* TEXT SECTION
Exposure to PFAS through inhalation and ingestion has been linked to a number of health concerns, including decreased effectiveness of vaccines in children, cancers and high cholesterol, according to the U.S. Centers for Disease Control and Prevention. But few studies have looked at potential PFAS exposures among kids and teens from the products they interact with. So, Laurel Schaider and colleagues wanted to see whether these compounds were present in apparel, bedding and furnishings that are marketed to children or expected to be used by them.

* ASSIGNED TASK A
Answer these questions from the PFAS passage, one a line:
(i) Through which two routes of exposure has PFAS been linked to health concerns?
(ii) Which agency is cited for that link?
(iii) What three kinds of products did Laurel Schaider and colleagues want to check for these compounds?
* ASSIGNED TASK B
Pick up the PFAS passage after its last sentence and continue it.
The lines that follow have nothing to do with the PFAS passage.

* DATA SHOWN

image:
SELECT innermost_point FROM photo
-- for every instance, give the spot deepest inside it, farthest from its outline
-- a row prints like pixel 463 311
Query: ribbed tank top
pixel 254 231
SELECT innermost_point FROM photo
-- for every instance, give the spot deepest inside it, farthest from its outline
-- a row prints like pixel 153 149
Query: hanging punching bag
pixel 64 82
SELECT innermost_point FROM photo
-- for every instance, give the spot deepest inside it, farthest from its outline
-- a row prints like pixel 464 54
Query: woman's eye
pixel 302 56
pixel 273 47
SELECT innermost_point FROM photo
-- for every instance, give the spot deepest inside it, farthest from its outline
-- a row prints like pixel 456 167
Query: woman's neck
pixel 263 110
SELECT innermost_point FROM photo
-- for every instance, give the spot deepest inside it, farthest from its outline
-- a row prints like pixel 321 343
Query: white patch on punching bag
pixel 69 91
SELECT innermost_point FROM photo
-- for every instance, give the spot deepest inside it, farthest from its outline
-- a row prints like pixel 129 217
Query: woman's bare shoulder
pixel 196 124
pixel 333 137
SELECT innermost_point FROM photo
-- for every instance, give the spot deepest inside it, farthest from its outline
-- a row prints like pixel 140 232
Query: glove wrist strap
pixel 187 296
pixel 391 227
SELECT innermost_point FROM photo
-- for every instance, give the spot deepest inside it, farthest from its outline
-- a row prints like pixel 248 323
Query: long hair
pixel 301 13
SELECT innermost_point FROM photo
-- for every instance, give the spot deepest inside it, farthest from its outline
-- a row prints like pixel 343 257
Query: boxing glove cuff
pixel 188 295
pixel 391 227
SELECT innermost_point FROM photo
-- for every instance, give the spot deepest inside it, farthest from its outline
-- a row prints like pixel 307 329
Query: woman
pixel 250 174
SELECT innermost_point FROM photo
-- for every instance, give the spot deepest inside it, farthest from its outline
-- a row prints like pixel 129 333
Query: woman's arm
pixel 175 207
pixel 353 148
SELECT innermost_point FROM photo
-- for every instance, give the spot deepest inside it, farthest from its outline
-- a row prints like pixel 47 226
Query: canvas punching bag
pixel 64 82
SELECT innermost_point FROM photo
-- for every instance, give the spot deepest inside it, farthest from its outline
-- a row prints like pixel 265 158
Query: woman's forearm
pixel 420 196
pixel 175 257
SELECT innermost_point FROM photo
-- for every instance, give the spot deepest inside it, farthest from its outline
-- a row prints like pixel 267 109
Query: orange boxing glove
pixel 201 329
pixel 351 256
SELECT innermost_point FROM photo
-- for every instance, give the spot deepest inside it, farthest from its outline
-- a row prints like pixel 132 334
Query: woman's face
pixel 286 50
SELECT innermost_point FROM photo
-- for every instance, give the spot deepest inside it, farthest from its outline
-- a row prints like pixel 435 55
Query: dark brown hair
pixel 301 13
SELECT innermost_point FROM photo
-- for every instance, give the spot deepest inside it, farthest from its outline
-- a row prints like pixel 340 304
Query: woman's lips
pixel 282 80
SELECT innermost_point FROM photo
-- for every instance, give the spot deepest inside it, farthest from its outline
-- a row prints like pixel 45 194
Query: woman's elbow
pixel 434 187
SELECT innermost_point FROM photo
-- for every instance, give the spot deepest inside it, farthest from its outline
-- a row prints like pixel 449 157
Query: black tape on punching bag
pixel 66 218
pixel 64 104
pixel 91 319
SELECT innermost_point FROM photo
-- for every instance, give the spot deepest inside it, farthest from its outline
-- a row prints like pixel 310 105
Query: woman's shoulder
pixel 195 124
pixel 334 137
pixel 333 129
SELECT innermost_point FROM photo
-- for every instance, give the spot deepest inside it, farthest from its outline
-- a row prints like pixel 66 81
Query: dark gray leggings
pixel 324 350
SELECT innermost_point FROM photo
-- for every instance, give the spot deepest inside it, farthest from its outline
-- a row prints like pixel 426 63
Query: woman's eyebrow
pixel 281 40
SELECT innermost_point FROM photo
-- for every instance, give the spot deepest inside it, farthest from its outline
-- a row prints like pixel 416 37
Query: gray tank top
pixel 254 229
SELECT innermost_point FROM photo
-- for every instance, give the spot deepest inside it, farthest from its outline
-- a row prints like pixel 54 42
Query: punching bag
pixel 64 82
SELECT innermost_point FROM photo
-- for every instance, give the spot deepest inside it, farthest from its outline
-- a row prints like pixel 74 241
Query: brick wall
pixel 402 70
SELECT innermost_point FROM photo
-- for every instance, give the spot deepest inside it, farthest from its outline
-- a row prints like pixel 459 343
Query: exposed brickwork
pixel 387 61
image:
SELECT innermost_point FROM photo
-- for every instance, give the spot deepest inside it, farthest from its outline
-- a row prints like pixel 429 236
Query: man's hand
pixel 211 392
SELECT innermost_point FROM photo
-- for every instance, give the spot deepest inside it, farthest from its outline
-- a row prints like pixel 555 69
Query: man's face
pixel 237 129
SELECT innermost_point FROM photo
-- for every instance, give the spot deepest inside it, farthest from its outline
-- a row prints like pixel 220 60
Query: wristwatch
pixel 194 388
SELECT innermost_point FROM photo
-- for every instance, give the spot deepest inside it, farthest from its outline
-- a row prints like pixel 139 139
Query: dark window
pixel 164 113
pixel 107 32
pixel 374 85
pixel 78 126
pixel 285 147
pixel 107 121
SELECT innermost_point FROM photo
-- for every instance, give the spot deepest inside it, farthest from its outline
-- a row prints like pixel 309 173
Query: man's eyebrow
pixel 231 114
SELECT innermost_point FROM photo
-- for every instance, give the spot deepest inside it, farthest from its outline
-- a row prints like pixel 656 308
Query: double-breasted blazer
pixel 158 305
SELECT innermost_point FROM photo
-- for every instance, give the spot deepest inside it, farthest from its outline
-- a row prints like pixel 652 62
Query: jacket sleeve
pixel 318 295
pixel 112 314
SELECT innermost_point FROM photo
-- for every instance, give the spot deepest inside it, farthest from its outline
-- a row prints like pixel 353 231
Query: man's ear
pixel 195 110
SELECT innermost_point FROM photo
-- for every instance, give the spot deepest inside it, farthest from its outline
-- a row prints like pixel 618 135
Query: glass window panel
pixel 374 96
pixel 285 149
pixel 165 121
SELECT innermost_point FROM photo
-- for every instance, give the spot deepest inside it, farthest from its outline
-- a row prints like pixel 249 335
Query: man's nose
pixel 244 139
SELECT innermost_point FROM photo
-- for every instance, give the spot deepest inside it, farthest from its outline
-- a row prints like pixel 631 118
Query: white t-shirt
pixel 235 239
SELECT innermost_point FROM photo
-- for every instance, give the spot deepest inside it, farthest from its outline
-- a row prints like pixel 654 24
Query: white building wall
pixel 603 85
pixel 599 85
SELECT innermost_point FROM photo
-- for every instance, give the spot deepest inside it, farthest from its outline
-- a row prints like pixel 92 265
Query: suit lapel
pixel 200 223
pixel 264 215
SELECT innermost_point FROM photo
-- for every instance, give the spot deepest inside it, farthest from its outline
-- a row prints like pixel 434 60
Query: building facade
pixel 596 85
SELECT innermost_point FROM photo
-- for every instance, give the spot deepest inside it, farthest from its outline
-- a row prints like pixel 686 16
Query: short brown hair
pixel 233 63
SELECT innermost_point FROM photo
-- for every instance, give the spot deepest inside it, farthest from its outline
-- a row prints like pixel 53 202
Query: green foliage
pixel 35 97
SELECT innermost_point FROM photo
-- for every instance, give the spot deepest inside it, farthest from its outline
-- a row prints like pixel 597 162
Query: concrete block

* FINAL ANSWER A
(i) Inhalation and ingestion
(ii) The U.S. Centers for Disease Control and Prevention
(iii) Apparel, bedding and furnishings

* FINAL ANSWER B
The team’s data revealed that 54 of the 93 items surveyed contained fluorine, an indicator of PFAS. Of the fluorine-containing products, 18 had measurable levels of at least one PFAS. A total of 19 had precursor compounds that can be transformed into highly stable perfluoroalkyl acids when oxidized in the environment or the human body. PFAS and their precursors were only found in items specifically labeled with trademarks for water- or stain-resistance, or that used similar wording, such as “waterproof,” “stainproof” or “leak-proof.” Some of these products also had green certifications or claimed to be nontoxic. The team explains that these results were not surprising because many certification processes don’t include a check for PFAS, or they have higher acceptable limits than the levels found in this study. Overall, products marketed toward young consumers as water- or stain-resistant could contain PFAS, which the researchers say represents a nonessential use of these substances. They suggest that these substances be removed to protect children’s health.

The authors acknowledge funding from the Commonwealth of Massachusetts, the National Institute of Environmental Health Sciences of the National Institutes of Health and Silent Spring Institute.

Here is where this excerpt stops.